In full and without alteration, write out the records.
BEGIN ENTRIES SUPPLIED
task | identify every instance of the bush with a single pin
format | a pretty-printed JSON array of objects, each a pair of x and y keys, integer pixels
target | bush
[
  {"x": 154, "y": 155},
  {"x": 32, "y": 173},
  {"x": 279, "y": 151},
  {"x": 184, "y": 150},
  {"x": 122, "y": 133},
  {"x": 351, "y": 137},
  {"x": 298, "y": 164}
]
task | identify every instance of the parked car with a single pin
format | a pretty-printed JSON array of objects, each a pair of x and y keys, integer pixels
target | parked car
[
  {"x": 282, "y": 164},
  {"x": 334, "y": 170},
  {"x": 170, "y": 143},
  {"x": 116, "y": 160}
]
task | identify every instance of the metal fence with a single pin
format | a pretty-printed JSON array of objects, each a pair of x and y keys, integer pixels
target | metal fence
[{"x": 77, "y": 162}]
END ENTRIES SUPPLIED
### ANSWER SECTION
task | identify every instance of the bush with a single pin
format | a pretty-printed JSON array of objects, each a pair of x and y keys, integer pixels
target | bush
[
  {"x": 154, "y": 155},
  {"x": 32, "y": 173},
  {"x": 279, "y": 151},
  {"x": 184, "y": 150},
  {"x": 122, "y": 133},
  {"x": 351, "y": 137},
  {"x": 298, "y": 164}
]
task | identify every instance of the parked car with a single pin
format | a pretty-printed JSON array of objects, each a pair of x and y keys, integer pixels
target | parked car
[
  {"x": 282, "y": 164},
  {"x": 334, "y": 170},
  {"x": 170, "y": 143},
  {"x": 116, "y": 160}
]
task | identify every instance of the metal fence with a single pin
format | a pretty-printed JSON array of objects, each a pair of x and y keys, integer pixels
target | metal fence
[{"x": 77, "y": 162}]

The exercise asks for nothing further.